Return the full listing exactly as it is written.

:::

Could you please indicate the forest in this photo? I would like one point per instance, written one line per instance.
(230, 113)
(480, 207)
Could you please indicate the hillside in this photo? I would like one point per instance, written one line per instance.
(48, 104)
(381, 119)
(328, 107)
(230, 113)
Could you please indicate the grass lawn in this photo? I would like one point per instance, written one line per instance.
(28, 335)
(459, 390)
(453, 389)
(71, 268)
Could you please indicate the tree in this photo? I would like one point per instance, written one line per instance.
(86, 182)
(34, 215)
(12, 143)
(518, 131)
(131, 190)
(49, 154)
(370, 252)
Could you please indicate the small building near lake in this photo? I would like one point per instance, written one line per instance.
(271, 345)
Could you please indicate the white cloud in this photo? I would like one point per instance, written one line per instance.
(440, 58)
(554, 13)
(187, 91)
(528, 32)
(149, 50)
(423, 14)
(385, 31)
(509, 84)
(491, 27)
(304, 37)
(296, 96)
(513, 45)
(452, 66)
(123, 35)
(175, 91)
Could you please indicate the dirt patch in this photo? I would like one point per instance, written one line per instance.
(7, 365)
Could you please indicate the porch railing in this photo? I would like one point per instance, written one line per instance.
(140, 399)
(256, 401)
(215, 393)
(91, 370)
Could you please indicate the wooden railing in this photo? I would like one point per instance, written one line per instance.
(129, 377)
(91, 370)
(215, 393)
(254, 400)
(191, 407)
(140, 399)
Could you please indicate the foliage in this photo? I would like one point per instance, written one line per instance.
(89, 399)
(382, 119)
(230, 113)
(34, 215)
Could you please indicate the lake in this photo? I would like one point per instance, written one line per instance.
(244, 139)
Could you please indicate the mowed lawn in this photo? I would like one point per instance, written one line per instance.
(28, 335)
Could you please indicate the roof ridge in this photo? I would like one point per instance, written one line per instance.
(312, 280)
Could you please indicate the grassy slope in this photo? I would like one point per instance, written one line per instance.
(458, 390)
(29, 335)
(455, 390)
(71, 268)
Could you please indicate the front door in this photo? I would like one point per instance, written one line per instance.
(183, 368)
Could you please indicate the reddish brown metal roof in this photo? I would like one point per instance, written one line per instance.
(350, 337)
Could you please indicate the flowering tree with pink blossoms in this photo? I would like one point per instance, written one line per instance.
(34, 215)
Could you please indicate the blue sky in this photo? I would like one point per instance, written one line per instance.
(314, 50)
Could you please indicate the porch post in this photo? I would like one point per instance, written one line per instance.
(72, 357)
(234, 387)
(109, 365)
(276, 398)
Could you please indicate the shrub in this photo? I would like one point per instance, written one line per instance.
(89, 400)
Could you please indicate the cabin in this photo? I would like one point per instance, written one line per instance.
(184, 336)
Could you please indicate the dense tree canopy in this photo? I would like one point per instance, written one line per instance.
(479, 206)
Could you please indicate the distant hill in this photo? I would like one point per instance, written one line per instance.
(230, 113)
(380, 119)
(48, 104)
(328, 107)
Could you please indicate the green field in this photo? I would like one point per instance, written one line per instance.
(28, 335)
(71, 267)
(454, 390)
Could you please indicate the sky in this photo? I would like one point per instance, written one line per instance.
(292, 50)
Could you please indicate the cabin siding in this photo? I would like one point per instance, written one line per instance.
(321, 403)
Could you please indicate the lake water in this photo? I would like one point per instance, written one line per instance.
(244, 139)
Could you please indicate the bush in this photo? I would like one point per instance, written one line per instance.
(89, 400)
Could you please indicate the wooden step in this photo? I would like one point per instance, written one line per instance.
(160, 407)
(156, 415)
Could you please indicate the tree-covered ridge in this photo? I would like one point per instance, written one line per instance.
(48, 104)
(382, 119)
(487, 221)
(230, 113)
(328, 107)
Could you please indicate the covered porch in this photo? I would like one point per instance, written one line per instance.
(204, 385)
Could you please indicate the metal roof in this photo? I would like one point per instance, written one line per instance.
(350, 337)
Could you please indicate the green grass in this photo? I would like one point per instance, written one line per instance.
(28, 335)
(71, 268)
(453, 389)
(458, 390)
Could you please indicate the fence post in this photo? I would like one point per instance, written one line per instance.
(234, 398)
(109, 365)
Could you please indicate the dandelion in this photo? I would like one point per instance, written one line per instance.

:::

▸ Your solution
Could you please indicate the forest in this photo? I would like one point per instance, written one line per instance.
(230, 113)
(480, 207)
Could you please indicate the hillside in this photo? I would like one point per instance, written one line per instance.
(48, 104)
(381, 119)
(328, 107)
(230, 113)
Could you please indicate the grass lawn in this photo? I would like one point per instance, written one line per instance.
(28, 335)
(459, 390)
(453, 389)
(71, 268)
Could you please indicate the tree in this photo? I would like one point per instance, written one line per instance.
(86, 182)
(34, 215)
(12, 143)
(518, 131)
(131, 190)
(49, 154)
(370, 252)
Could you please indicate the small building near lake in this photo? I would like one point per instance, written one line per instance.
(271, 345)
Could you please indicate the white cloud in this photo? I would like one point per instance, written one line per instance.
(440, 58)
(554, 13)
(187, 91)
(528, 32)
(149, 50)
(423, 14)
(385, 31)
(509, 84)
(491, 27)
(304, 37)
(296, 96)
(513, 45)
(452, 66)
(123, 35)
(175, 91)
Could you please indicate the dirt patch in this photo? I would like one point per instance, written one line per instance.
(7, 365)
Could you please indicate the porch railing in this photo? I would like one point per instance, written one line per instance.
(140, 399)
(256, 401)
(215, 393)
(91, 370)
Could you please indicate the wooden railing in this photo? I would like one point per instance, written one line per instance.
(129, 377)
(91, 370)
(215, 393)
(254, 400)
(191, 407)
(140, 399)
Could you please indicate the foliage in this photo? I would like one point per instance, written one line per instance.
(89, 399)
(382, 119)
(230, 113)
(34, 215)
Could you please indicate the lake in this photo? I would like one point per instance, written one line per instance.
(244, 139)
Could you please indicate the mowed lawn in this photo? I would like one point per instance, written one line per instance.
(28, 335)
Could you please indicate the roof ridge in this photo? I would like one point per instance, written one line per instance.
(312, 280)
Could you please indicate the grassy slope in this photo? I would like one point per instance, written one line per instance.
(458, 390)
(29, 335)
(455, 390)
(71, 268)
Could you please indicate the front door in this photo? I would like one point per instance, written one line per instance.
(183, 368)
Could you please indicate the reddish brown metal roof in this photo? I would like one point per instance, written one line per instance.
(350, 337)
Could you please indicate the flowering tree with pink blossoms in this photo? I would like one point per instance, written one line per instance.
(34, 215)
Could you please indicate the blue sky in this photo? I would like one point per instance, written one line per instance.
(314, 50)
Could you please indicate the porch post in this photo? I would like one point per instance, written one line per instance.
(72, 357)
(234, 387)
(109, 365)
(276, 398)
Could you please indicate the shrub in this photo? I would like one point per instance, written one line per instance.
(89, 400)
Could you please indicate the cabin in this photo? I would like one point per instance, written one line per instance.
(184, 336)
Could you please indicate the dense tree canopy in this photo? I would like one point per instance, written one line per instance.
(479, 206)
Could you please indicate the distant hill in this photo? I would like one point per instance, written one line per instance.
(230, 113)
(380, 119)
(48, 104)
(328, 107)
Could you please indicate the green field in this photo? I would like one point per instance, written one line per instance.
(28, 335)
(71, 267)
(454, 390)
Could you please indicate the sky in this photo? I would like one point per instance, written one line per instance.
(292, 50)
Could you please indicate the cabin siding in this photo? I would like one point per instance, written one line per instance.
(321, 403)
Could you please indicate the lake water in this photo? I would like one point per instance, written one line per instance.
(244, 139)
Could you please indicate the bush in this photo? I would like one point per instance, written one line per instance.
(89, 400)
Could you please indicate the wooden step in this photo? I would like one point per instance, written one line per instance.
(160, 407)
(156, 415)
Could you please indicate the tree-covered ridge in this photo? I would like one point per instance, written one line per instance.
(48, 104)
(382, 119)
(487, 221)
(230, 113)
(328, 107)
Could you please indicate the covered porch in this photo? I would like one point per instance, written one line per instance.
(204, 385)
Could you please indicate the metal roof in this photo? I would like one point per instance, written one line per instance.
(350, 337)
Could you please indicate the green grass in this photo? I would like one point per instance, written one line per instance.
(28, 335)
(71, 268)
(453, 389)
(458, 390)
Could you please indicate the fence post in this photo? I would like one point per instance, written one line per instance.
(234, 398)
(109, 365)
Could you please indicate the dandelion in this photo? I would like one point per instance, written one line per instance.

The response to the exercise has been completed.